----- EXTRACT PROVIDED -----
The highlights are harder to measure because the successes can sometimes occur on a small scale. On any given day the highlights of my job could be filing a police report, having a meaningful conversation, or transferring a patient with chronic schizophrenia to an appropriate facility. Working on a collaborative team of professionals continues to be one of the best parts of the job. Additionally, the pay in medical facilities tends to be higher than in other social work areas which can be a real incentive to go into the field.
[OnlineMSWPrograms.com] What are the most challenging aspects of your job? How do you recommend students who wish to enter psychiatric social work prepare themselves to face these challenges?
[Lynsey Clark, ASW] For me I have never found the needs of my patients to be the challenge; rather, connecting my patients with a finite amount of resources has always been the most frustrating part of my work. Additionally, process and structural problems of the way social and mental health services are distributed, managed and funded are equally as frustrating. I believe the largest asset a student can possess is a commitment to the patients and really good self care.
There are other challenges that I believe can only be learned through experience. It’s hard to describe how to prepare for watching a patient be restrained, a child receive sedation, the assaults that can be witnessed that make the job hazardous. Being aware, knowing safety precautions is vital for keeping safe and keeping the unit safe for others.
[OnlineMSWPrograms.com] For MSW students who are interested in becoming psychiatric social workers, what advice can you give them about optimally preparing for this field while pursuing their degree? Do you have any additional advice you would like to give current and prospective students who are interested in medical social work and/or psychiatric social work?
----- INFORMATION SUPPLIED -----
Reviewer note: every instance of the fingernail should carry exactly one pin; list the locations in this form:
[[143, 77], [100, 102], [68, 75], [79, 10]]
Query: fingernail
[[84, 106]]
-----
■ TASKS AND EXERCISES ■
**A.** List the day-to-day highlights named in the sentence beginning "On any given day" in the interview about psychiatric social work.
**B.** According to the interview about psychiatric social work, what does Lynsey Clark consider the largest asset a student can possess?
**C.** Carry on the interview about psychiatric social work from its final question, giving the reply in the social worker's voice.

■ RESPONSES PER TASK ■
**A.**
Filing a police report
Having a meaningful conversation
Transferring a patient with chronic schizophrenia to an appropriate facility

**B.** A commitment to the patients and really good self care.

**C.**
[Lynsey Clark, ASW] I believe that having internships in medical facilities is the best advantage for selling oneself during interviews first out of school. Advocating for yourself while you are in school to get those internships is important. I received very good advice from a coworker: it’s your education, make sure you are engaged in it and obtaining the skills you need to succeed when you graduate. There were people in my program who did not enjoy or gain much experience in their internships. Instead of vocalizing their concerns they tried to make the best of it. Graduate school internships are important for all future jobs so don’t make the best of it if it’s not working. Get the internship that will help you get the job when you graduate, and advocate for your education.
Another piece of advice I found useful is to consider every person you meet in school a potential future coworker. The friends I made in graduate school became the people who helped me find employment leads and at least one instance helped me to find a job. The people whom I went to school with who were rude to others in class are also people I know I would never recommend if they applied to a department I was employed in.
Finally, I would advise students to remember that their first job out of school does not have to be the place they spend their entire career. It is an opportunity for learning and growth for future positions.
Thank you Ms. Clark for your time and insights into psychiatric social work.